[Opening Records supplied section]
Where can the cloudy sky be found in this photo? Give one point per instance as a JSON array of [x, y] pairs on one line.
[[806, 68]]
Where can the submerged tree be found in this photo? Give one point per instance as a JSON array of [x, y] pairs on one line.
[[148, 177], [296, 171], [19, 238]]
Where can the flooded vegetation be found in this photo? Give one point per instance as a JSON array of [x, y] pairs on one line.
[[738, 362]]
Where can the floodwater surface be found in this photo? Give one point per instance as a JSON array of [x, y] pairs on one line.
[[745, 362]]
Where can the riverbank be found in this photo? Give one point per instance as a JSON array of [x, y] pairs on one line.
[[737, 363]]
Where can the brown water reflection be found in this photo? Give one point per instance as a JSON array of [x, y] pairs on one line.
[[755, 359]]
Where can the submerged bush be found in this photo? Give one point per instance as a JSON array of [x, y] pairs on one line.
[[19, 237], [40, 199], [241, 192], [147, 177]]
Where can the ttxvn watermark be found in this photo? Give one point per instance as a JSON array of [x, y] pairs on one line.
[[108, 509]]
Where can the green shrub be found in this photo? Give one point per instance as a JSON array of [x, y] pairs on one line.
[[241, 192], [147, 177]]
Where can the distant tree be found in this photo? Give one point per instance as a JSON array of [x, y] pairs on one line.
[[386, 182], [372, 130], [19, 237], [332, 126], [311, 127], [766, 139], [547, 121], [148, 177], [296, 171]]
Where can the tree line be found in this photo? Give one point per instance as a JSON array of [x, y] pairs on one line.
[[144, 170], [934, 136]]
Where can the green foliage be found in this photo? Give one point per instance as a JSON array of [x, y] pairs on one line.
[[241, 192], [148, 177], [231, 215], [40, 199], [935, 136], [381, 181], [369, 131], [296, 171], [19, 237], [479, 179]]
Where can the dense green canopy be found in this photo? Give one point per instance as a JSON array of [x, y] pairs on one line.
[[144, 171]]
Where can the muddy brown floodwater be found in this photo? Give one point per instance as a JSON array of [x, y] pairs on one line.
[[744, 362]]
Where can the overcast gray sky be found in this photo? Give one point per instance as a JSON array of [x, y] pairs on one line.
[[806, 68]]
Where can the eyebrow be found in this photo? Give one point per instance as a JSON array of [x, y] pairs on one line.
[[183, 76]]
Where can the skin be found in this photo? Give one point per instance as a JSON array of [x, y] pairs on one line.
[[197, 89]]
[Closing Records supplied section]
Your task:
Repeat the listing exactly, from its first line to its last.

Solution for this problem:
Where can the cloudy sky be found in this photo? Give one point per instance as a JSON array of [x, y] pairs on one line.
[[806, 68]]
Where can the submerged tree be found in this photo? Give one point per instance as a JSON array of [x, y] pairs on one line.
[[148, 177], [296, 171], [19, 238]]
Where can the flooded vegetation be found in this photo? Give one point per instance as a JSON array of [x, y] pairs on one line.
[[738, 362]]
Where can the floodwater surface be found in this photo? Give one point per instance as a JSON array of [x, y] pairs on one line.
[[745, 362]]
Where can the riverbank be found in this photo? Give one point per instance as a JSON array of [x, y] pairs on one line.
[[737, 363]]
Where can the brown water reflection be found in this photo? Give one point per instance as a JSON array of [x, y] pairs on one line.
[[755, 359]]
Where can the submerged bush be found in this photo? Give one point per instance as a JSON array of [x, y] pairs on one line.
[[19, 237], [40, 199], [241, 192], [147, 177]]
Where can the ttxvn watermark be found in this photo? Give one point per instance as a JSON array of [x, y] pairs on one line.
[[108, 509]]
Where can the green shrub be found in this photo? Give one point per instance as a JSON array of [x, y] pairs on one line.
[[241, 192], [147, 177]]
Where can the distant tree be found in this photo? Give one point per instance as a JSON array of [x, y] pairs on one line.
[[386, 182], [372, 130], [19, 237], [332, 126], [311, 127], [766, 139], [547, 121], [148, 177], [296, 171]]
Where can the tree line be found in this photo? Give one point per instance as a JSON array of [x, y] pairs on one line.
[[144, 170], [934, 136]]
Where can the green foliage be found in this photo? Give one point per instance as a JSON array of [x, y] pairs on one line.
[[241, 192], [148, 177], [231, 215], [40, 199], [935, 136], [381, 181], [369, 131], [296, 171], [19, 237], [479, 179]]
Where can the dense green canopy be found in this photo? Give one point per instance as a JSON array of [x, y] pairs on one line.
[[144, 171]]
Where can the muddy brown floodwater be found in this photo? Give one point per instance as a JSON array of [x, y] pairs on one line.
[[744, 362]]
Where can the overcast gray sky be found in this photo? Give one point per instance as a JSON array of [x, y] pairs on one line.
[[806, 68]]
Where can the eyebrow be found in this photo? Give one point per instance as a JSON array of [x, y] pairs on one line.
[[183, 76]]
Where can the skin be found in this photo? Give one point per instance as a JSON array of [x, y] pairs on one line.
[[197, 89]]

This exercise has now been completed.